_TASK DESCRIPTION_. Nothing but the lines from the one with "Target — navy football helmet" through the end of the listing below should appear in your reply, each copied exactly.

_SUPPLIED DATA_.
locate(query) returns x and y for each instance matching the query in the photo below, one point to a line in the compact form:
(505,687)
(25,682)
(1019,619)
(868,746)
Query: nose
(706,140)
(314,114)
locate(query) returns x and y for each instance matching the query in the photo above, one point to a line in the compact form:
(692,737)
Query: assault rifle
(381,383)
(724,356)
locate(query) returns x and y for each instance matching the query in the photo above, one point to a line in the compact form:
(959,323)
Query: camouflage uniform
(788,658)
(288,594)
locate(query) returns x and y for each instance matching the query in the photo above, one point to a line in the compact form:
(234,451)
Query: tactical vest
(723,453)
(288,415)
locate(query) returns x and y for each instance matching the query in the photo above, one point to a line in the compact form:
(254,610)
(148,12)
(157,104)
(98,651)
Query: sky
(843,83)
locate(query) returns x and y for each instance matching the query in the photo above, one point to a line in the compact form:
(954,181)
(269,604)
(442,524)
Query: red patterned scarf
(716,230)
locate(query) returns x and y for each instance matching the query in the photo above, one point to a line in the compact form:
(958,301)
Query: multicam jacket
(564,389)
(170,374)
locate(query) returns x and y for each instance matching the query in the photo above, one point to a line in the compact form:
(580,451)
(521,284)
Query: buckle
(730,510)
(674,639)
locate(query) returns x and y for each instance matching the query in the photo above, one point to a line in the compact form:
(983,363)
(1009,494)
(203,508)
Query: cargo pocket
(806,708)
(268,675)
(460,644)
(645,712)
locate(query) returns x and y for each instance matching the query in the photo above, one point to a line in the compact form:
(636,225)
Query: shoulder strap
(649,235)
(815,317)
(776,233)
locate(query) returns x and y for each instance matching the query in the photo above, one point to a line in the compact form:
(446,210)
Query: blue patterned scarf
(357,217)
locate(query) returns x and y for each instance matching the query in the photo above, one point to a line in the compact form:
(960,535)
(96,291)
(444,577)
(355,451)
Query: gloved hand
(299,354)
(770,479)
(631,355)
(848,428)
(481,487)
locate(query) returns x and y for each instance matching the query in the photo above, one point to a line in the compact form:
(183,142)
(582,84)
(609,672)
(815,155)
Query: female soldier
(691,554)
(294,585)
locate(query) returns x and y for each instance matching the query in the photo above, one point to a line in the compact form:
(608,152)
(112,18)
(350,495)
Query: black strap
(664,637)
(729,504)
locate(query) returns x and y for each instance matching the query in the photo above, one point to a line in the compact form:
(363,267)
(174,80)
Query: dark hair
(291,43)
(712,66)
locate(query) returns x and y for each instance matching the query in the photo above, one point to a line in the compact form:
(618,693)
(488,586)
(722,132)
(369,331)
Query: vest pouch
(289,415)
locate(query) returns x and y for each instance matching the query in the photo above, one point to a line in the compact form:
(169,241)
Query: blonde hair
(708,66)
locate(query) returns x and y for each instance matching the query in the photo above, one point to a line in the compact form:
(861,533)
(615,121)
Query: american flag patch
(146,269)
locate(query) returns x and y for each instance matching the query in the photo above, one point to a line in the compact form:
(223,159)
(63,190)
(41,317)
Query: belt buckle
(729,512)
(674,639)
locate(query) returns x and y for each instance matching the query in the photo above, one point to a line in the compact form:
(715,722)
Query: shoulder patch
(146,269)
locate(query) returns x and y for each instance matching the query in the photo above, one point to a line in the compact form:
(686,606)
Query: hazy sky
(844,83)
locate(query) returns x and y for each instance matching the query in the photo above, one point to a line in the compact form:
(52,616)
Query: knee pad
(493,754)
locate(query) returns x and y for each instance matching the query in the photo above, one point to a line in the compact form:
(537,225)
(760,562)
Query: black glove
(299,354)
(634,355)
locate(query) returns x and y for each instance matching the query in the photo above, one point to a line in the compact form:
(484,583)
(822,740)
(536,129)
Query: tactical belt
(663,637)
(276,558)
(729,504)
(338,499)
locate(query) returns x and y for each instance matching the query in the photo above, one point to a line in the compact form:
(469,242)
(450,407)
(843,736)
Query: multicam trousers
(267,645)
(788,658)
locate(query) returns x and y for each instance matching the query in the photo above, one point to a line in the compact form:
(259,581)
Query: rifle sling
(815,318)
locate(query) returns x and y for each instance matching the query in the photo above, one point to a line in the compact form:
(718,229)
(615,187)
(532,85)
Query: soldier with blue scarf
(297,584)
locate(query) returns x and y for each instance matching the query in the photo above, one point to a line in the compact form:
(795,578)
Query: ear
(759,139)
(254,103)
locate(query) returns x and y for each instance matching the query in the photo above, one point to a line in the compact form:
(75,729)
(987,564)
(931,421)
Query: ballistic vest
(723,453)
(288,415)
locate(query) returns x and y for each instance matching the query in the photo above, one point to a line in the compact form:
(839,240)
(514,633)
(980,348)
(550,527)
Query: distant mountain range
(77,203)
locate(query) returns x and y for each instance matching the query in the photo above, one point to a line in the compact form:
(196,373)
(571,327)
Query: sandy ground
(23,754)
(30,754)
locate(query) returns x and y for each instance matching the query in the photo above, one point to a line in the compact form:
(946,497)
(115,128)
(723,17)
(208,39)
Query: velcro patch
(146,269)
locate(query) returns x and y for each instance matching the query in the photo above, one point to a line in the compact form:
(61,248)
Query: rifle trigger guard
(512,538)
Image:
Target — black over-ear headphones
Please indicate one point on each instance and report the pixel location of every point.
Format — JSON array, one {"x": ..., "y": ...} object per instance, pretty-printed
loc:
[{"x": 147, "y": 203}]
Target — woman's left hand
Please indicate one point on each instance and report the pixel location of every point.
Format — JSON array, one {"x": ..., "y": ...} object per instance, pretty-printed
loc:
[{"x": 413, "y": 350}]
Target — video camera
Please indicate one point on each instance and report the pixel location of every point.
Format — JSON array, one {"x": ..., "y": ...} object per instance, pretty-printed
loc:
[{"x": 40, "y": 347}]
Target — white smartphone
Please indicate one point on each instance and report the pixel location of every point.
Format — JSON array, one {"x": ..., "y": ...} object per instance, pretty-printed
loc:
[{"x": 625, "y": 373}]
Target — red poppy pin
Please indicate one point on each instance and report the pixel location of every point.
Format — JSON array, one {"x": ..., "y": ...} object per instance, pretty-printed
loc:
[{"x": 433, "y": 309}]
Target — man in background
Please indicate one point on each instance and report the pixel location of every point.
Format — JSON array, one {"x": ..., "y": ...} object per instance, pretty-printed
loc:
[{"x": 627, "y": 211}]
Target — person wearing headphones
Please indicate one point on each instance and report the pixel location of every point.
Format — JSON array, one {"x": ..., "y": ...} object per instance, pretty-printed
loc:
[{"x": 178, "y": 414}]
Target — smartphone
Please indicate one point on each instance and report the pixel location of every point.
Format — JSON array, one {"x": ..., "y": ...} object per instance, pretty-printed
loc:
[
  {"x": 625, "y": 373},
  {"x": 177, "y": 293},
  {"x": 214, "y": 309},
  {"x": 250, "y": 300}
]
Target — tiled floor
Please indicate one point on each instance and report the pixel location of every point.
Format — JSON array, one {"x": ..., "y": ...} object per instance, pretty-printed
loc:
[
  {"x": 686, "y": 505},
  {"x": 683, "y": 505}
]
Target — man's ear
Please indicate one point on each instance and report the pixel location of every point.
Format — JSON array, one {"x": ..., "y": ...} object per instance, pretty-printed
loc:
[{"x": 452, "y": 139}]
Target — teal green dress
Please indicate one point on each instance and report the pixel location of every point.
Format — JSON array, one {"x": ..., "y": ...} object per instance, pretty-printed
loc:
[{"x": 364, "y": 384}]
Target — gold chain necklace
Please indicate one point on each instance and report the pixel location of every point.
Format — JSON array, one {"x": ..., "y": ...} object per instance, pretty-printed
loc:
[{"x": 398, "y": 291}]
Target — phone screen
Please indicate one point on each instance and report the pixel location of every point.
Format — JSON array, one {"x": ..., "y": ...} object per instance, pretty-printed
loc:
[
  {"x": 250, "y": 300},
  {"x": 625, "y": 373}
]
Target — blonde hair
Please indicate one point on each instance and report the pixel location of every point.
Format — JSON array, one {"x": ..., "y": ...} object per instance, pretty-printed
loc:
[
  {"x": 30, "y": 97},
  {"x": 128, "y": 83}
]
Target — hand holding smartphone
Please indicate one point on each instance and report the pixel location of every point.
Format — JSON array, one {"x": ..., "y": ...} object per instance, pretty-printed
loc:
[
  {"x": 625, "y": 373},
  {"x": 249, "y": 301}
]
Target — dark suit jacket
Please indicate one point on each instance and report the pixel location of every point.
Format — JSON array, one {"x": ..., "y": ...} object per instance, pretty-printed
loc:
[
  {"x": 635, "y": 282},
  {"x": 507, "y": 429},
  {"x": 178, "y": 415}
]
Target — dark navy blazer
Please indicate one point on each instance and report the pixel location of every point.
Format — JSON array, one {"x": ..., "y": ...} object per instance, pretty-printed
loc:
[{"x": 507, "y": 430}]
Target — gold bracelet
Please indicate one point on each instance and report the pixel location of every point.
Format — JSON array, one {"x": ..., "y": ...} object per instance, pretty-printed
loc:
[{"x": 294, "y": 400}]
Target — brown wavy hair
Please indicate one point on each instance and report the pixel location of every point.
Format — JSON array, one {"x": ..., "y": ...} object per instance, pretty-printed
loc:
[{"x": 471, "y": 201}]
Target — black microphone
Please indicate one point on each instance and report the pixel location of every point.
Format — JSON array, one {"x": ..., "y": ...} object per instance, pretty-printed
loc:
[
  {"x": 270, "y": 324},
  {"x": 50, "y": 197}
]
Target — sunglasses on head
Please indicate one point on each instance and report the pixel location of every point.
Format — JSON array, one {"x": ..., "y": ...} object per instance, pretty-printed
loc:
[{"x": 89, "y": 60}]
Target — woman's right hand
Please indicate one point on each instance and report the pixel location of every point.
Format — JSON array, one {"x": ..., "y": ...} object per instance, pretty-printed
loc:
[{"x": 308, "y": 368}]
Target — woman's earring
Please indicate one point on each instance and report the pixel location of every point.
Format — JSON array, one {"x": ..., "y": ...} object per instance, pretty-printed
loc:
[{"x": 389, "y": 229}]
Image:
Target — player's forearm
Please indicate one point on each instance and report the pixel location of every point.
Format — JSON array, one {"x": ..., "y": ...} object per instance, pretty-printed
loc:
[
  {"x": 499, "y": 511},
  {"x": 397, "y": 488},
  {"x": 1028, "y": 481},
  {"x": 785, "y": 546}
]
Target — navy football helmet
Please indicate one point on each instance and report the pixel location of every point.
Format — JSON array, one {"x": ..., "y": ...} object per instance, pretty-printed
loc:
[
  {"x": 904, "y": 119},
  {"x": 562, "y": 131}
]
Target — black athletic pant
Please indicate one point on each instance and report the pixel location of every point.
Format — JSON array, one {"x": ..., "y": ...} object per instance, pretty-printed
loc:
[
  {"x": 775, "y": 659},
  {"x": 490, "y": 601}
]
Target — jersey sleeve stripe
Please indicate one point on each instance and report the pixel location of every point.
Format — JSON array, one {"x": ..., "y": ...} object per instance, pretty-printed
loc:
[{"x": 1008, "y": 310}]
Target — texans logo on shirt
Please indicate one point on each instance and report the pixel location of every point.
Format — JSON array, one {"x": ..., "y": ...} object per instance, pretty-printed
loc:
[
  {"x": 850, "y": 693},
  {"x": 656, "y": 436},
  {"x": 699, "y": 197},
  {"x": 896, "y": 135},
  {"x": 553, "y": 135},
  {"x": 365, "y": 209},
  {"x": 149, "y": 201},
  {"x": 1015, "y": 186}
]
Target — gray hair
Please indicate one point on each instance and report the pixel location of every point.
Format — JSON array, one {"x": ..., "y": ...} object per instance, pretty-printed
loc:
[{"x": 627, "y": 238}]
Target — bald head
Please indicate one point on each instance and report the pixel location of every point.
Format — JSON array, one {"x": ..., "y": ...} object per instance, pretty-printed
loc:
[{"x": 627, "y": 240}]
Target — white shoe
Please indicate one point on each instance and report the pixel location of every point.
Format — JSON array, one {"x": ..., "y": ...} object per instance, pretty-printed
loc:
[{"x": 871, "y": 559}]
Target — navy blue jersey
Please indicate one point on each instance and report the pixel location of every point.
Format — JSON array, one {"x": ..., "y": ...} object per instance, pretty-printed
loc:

_RESULT OF THIS TASK_.
Target — navy football helmet
Please indicate one point on each instance and report the pixel location of every point.
Format — JSON array, one {"x": ..., "y": ...} object per instance, pretty-printed
loc:
[
  {"x": 904, "y": 119},
  {"x": 562, "y": 131}
]
Target — black athletic pant
Please indicate one point on each instance and report the pixel location of every point.
Format — JSON array, one {"x": ..., "y": ...} object per instance, pretty-printed
loc:
[
  {"x": 775, "y": 659},
  {"x": 490, "y": 601}
]
Target — jersey sleeve stripe
Please indicate one point on each instance and report the pixel location of every point.
Format — JSON array, one {"x": ..., "y": ...} object per instance, pretty-printed
loc:
[{"x": 1008, "y": 310}]
Target — texans logo on shirt
Please indicate one point on each instance and report the pixel location of every point.
Format — JSON array, one {"x": ..., "y": ...} object per instance, pretty-printed
loc:
[
  {"x": 850, "y": 693},
  {"x": 656, "y": 436},
  {"x": 699, "y": 197},
  {"x": 896, "y": 135},
  {"x": 553, "y": 135},
  {"x": 365, "y": 209},
  {"x": 149, "y": 201},
  {"x": 1015, "y": 186}
]
Target — gray hair
Please indicate one point on each instance and report the pixel location of every point.
Format — JSON array, one {"x": ..., "y": ...} object per instance, pretty-printed
loc:
[{"x": 627, "y": 238}]
Target — bald head
Please indicate one point on each instance and report the pixel location of every point.
Format — JSON array, one {"x": ..., "y": ...} object per instance, pretty-printed
loc:
[{"x": 627, "y": 240}]
Target — white shoe
Please indicate one point on each instance and report the pixel location of every point.
Format — JSON array, one {"x": ..., "y": ...} object per instance, pretty-printed
loc:
[{"x": 871, "y": 559}]
Target — navy blue jersey
Please indicate one point on each instance and report the pixel location of every point.
Format — JSON array, one {"x": ..., "y": ...} object per instance, pretty-printed
loc:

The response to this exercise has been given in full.